Rewrite the listing below with every "marker" changed to "pin" and nothing else altered. Leave out the pictures.

[Data items]
++++

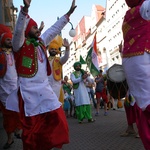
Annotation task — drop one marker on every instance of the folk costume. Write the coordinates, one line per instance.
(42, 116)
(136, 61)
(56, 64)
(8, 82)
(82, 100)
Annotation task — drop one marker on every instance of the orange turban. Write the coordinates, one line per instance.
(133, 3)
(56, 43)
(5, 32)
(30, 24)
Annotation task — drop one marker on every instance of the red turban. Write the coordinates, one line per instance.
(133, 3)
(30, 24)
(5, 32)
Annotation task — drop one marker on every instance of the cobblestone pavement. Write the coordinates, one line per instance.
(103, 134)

++++

Worked answer |
Annotation task — drop one pin on every instance of the folk costume. Write the coordinates, one line per instance.
(42, 116)
(136, 61)
(56, 64)
(8, 82)
(82, 100)
Annotation task — drop one pin on every instance of the orange turban. Write the coordinates, one line per instance.
(133, 3)
(56, 43)
(5, 32)
(30, 24)
Annotation task — drop one pin on every instance of the red turban. Write the coordinates, one line per instance.
(133, 3)
(30, 24)
(5, 32)
Annotation task — drop one pin on every instance of the cobblestone pavement. Write the coordinates, one line per instance.
(103, 134)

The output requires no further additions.